### WHAT THE EXERCISE ASKS:
The range runs from the line containing "target: large tree trunk" to the last line of the entries. Restate those lines word for word, without the pictures.

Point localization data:
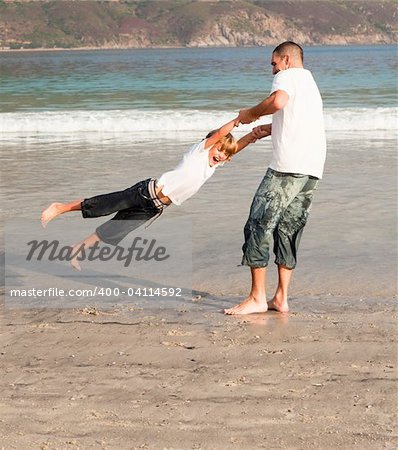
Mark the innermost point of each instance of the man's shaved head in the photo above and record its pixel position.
(292, 49)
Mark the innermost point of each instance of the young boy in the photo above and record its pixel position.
(148, 198)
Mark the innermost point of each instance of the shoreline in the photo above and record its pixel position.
(165, 47)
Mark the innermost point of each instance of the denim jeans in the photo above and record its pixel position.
(279, 211)
(134, 207)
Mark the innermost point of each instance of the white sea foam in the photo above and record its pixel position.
(157, 122)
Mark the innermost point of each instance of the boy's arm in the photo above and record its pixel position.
(257, 133)
(221, 132)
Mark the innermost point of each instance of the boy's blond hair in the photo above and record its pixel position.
(229, 144)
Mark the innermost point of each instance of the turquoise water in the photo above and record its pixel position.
(210, 79)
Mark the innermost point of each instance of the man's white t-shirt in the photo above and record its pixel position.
(189, 176)
(298, 133)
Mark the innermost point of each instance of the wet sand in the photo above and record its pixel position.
(323, 376)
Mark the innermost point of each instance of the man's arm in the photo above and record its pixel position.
(257, 133)
(276, 101)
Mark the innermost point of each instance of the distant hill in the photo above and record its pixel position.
(185, 23)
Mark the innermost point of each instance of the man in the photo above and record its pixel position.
(281, 205)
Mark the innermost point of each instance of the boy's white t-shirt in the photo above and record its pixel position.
(298, 133)
(189, 175)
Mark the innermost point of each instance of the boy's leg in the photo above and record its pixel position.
(105, 204)
(55, 209)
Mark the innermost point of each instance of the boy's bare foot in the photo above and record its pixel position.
(54, 210)
(249, 305)
(278, 305)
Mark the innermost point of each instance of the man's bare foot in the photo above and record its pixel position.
(54, 210)
(278, 305)
(249, 305)
(75, 253)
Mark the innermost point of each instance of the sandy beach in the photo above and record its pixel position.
(323, 376)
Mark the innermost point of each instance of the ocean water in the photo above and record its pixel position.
(77, 123)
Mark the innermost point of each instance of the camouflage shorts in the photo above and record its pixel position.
(279, 211)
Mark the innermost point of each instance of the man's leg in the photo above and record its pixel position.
(256, 301)
(279, 301)
(287, 237)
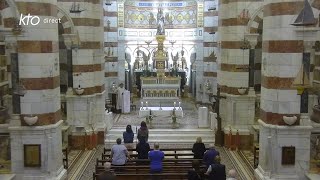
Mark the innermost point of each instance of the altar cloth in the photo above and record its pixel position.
(165, 111)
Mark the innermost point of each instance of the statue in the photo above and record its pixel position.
(160, 21)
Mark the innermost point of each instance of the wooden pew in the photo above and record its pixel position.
(134, 161)
(107, 156)
(147, 176)
(105, 150)
(146, 169)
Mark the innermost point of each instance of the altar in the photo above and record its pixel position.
(160, 87)
(163, 112)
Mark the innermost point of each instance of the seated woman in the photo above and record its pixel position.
(143, 132)
(143, 149)
(128, 136)
(198, 149)
(195, 173)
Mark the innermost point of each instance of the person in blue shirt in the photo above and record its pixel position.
(210, 155)
(156, 156)
(128, 135)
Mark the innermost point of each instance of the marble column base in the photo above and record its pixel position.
(49, 138)
(260, 174)
(271, 142)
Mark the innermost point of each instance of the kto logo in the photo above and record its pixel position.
(25, 20)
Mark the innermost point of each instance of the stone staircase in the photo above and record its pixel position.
(166, 136)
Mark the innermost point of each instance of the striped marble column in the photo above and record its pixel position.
(233, 73)
(234, 61)
(39, 64)
(281, 61)
(209, 50)
(38, 67)
(86, 111)
(112, 72)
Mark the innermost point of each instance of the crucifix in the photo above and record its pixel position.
(219, 136)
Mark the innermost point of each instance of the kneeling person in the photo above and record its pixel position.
(156, 156)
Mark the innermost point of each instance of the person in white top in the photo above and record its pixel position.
(232, 175)
(120, 91)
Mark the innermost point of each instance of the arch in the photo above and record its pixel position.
(255, 20)
(66, 21)
(10, 16)
(13, 8)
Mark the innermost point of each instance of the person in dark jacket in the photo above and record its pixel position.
(198, 149)
(128, 136)
(143, 149)
(210, 155)
(217, 171)
(143, 132)
(194, 173)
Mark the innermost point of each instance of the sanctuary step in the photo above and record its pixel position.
(166, 136)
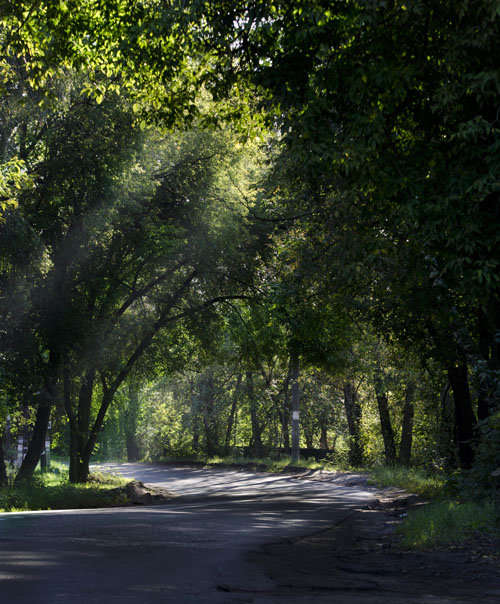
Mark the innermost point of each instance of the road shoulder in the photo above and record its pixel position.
(361, 557)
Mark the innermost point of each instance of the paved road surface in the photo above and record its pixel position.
(189, 551)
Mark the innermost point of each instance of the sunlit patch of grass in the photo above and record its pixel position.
(52, 490)
(448, 522)
(413, 480)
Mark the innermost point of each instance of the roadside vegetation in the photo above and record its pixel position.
(266, 235)
(52, 490)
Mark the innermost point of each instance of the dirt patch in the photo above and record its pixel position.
(361, 558)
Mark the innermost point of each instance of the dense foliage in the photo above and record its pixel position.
(214, 214)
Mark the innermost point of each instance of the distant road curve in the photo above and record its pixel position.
(182, 551)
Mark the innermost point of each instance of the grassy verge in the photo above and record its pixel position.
(52, 491)
(413, 480)
(446, 518)
(446, 522)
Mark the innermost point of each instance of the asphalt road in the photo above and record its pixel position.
(190, 550)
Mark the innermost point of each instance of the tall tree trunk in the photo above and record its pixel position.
(68, 406)
(445, 438)
(295, 371)
(353, 413)
(3, 471)
(83, 424)
(232, 413)
(407, 427)
(323, 439)
(130, 426)
(258, 449)
(208, 406)
(385, 418)
(464, 414)
(37, 443)
(285, 424)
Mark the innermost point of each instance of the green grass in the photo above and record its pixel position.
(447, 522)
(413, 480)
(52, 491)
(266, 464)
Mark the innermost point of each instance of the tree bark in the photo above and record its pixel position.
(131, 423)
(323, 439)
(83, 424)
(407, 427)
(37, 442)
(3, 471)
(258, 449)
(232, 413)
(295, 371)
(68, 405)
(208, 406)
(464, 414)
(353, 413)
(385, 418)
(285, 424)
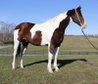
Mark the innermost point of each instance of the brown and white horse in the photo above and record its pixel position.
(49, 33)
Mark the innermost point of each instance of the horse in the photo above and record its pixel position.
(50, 33)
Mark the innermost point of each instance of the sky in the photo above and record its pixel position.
(39, 11)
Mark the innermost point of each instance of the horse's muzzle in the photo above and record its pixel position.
(84, 25)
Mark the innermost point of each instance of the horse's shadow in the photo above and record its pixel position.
(61, 63)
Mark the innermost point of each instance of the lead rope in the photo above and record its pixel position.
(89, 40)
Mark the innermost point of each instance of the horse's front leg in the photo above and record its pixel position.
(50, 56)
(55, 59)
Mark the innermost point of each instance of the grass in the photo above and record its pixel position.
(82, 69)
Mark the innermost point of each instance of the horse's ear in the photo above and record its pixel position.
(70, 12)
(79, 8)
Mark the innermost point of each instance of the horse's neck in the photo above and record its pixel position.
(57, 19)
(64, 23)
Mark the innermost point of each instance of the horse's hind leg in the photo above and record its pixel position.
(23, 49)
(15, 53)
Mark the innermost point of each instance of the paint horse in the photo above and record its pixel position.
(50, 33)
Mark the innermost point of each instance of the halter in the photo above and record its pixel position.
(78, 17)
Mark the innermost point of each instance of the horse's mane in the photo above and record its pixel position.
(57, 18)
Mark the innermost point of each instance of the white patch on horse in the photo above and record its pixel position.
(47, 29)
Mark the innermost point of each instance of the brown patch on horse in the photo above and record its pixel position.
(24, 31)
(36, 40)
(58, 34)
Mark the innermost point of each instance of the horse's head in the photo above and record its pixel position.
(76, 16)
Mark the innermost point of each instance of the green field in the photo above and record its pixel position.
(73, 70)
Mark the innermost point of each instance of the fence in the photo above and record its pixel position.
(8, 51)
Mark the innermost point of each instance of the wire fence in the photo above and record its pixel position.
(8, 51)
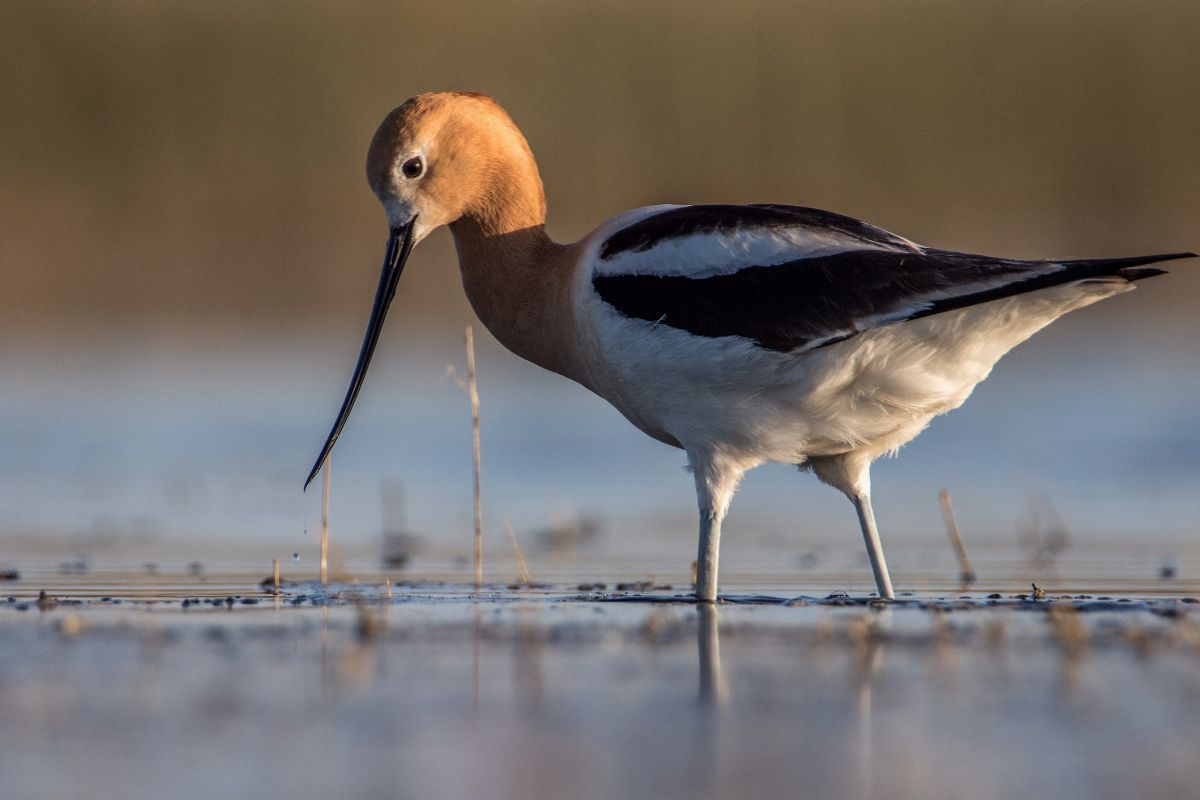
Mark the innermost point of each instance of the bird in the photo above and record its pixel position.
(741, 334)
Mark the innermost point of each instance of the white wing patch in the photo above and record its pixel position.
(725, 252)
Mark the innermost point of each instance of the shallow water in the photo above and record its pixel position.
(551, 692)
(211, 437)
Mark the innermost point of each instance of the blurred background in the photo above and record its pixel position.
(189, 252)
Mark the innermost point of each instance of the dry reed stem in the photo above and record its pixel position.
(324, 523)
(473, 392)
(952, 528)
(522, 566)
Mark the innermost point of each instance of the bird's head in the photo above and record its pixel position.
(439, 160)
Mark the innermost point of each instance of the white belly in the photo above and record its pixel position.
(876, 390)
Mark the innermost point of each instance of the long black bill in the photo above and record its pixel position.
(400, 245)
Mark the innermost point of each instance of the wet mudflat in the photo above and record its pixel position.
(561, 691)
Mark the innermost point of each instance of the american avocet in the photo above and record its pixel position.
(741, 334)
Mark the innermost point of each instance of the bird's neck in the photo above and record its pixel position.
(516, 278)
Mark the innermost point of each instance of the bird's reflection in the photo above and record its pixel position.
(870, 657)
(711, 702)
(713, 689)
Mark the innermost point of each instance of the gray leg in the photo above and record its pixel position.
(708, 555)
(874, 548)
(715, 482)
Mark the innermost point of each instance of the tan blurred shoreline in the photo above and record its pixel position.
(199, 164)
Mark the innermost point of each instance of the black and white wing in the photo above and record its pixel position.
(793, 278)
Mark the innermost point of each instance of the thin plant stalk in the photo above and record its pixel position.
(324, 524)
(522, 566)
(473, 392)
(952, 527)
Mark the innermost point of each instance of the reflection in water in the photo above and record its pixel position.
(713, 689)
(870, 656)
(712, 701)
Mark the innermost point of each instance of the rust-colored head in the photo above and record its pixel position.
(450, 155)
(435, 161)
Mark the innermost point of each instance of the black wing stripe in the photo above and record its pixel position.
(693, 220)
(816, 301)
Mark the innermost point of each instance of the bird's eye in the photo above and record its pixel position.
(413, 167)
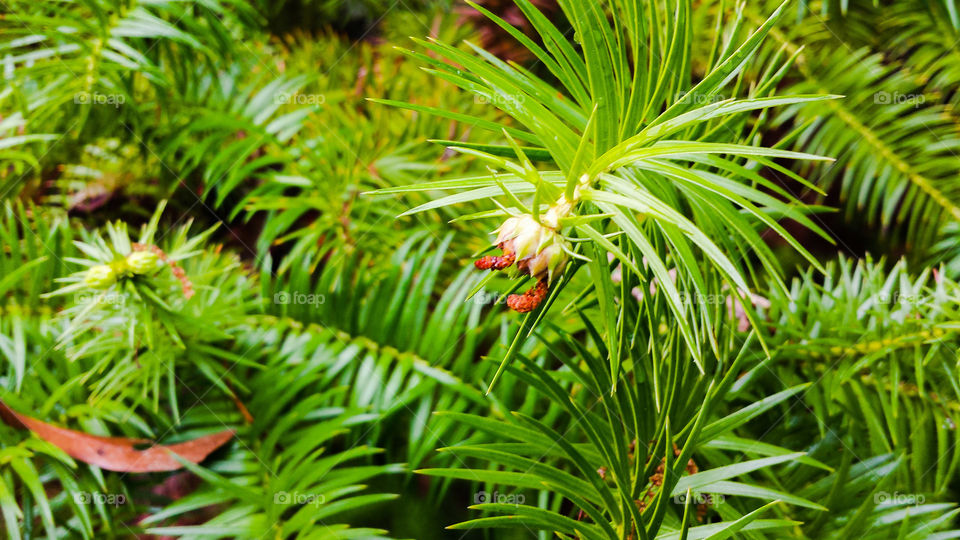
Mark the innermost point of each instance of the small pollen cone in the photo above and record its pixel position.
(528, 301)
(491, 262)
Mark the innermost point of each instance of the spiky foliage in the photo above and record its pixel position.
(656, 170)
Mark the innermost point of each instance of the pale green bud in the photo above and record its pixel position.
(142, 262)
(100, 277)
(527, 241)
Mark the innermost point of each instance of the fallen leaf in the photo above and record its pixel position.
(117, 453)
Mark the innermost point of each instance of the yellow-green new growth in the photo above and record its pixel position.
(101, 276)
(142, 262)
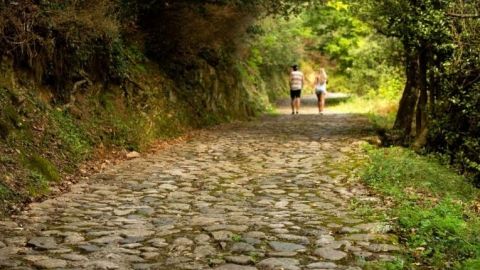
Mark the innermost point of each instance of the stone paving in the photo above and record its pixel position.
(267, 195)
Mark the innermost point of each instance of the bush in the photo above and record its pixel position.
(433, 206)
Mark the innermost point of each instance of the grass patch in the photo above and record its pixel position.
(5, 193)
(381, 112)
(72, 136)
(42, 167)
(433, 206)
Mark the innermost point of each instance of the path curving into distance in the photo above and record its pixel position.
(269, 194)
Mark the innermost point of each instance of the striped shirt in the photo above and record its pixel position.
(296, 80)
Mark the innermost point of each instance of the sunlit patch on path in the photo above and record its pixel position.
(268, 194)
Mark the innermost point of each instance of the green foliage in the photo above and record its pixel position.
(432, 205)
(42, 168)
(73, 137)
(5, 193)
(366, 63)
(37, 184)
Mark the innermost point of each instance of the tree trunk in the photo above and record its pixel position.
(406, 110)
(422, 111)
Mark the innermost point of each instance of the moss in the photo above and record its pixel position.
(5, 192)
(42, 167)
(4, 130)
(73, 137)
(37, 184)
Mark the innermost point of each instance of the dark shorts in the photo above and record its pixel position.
(295, 94)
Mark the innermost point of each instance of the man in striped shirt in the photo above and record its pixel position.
(296, 85)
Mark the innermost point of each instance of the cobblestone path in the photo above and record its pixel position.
(268, 194)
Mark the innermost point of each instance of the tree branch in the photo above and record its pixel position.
(464, 16)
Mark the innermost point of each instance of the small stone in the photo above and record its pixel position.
(123, 212)
(73, 238)
(202, 238)
(44, 262)
(330, 254)
(382, 247)
(325, 240)
(279, 263)
(137, 233)
(88, 248)
(244, 260)
(255, 234)
(74, 257)
(133, 155)
(103, 265)
(203, 221)
(284, 246)
(242, 248)
(182, 241)
(43, 243)
(295, 238)
(222, 235)
(234, 267)
(204, 251)
(106, 240)
(158, 242)
(150, 255)
(322, 265)
(282, 254)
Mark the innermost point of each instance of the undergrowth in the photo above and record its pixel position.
(433, 206)
(380, 111)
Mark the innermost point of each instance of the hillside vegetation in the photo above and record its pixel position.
(80, 79)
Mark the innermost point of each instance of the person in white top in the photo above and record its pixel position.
(321, 88)
(296, 86)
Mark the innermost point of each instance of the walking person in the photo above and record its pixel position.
(321, 89)
(296, 85)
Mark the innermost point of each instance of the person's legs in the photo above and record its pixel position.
(322, 101)
(319, 101)
(292, 103)
(298, 104)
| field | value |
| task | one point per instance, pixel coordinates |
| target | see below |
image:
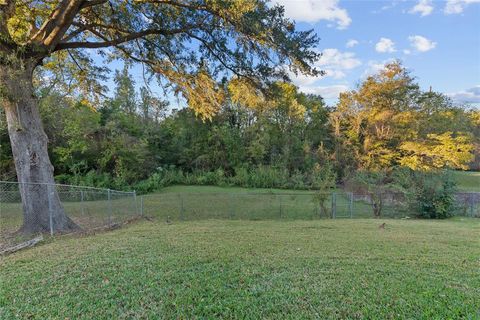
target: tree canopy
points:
(191, 46)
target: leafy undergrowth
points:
(251, 269)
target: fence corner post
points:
(50, 207)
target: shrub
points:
(433, 195)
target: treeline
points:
(290, 140)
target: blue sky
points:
(439, 41)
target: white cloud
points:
(421, 44)
(328, 92)
(457, 6)
(385, 45)
(470, 96)
(374, 66)
(424, 7)
(335, 62)
(315, 10)
(351, 43)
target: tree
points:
(188, 44)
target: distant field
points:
(251, 270)
(468, 180)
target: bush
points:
(433, 195)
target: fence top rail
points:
(310, 193)
(66, 185)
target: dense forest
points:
(134, 139)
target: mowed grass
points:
(467, 180)
(250, 270)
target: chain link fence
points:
(89, 208)
(94, 208)
(264, 206)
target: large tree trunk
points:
(42, 208)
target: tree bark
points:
(42, 209)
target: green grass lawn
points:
(468, 180)
(251, 269)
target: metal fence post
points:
(181, 208)
(230, 206)
(281, 213)
(334, 205)
(109, 196)
(135, 202)
(50, 208)
(471, 205)
(81, 202)
(351, 204)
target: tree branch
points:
(120, 40)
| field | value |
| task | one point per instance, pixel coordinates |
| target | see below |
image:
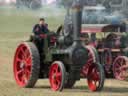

### ANSWER FOR THE TASK:
target: large tree trunk
points:
(42, 208)
target: tree bark
points:
(42, 209)
target: green grass lawn
points:
(468, 180)
(251, 269)
target: metal fence post
points:
(181, 208)
(230, 206)
(281, 213)
(334, 205)
(109, 196)
(135, 202)
(50, 208)
(471, 205)
(81, 202)
(351, 204)
target: tree branch
points:
(120, 40)
| field | value |
| task | one point per instance, pixel coordinates |
| target | see below |
image:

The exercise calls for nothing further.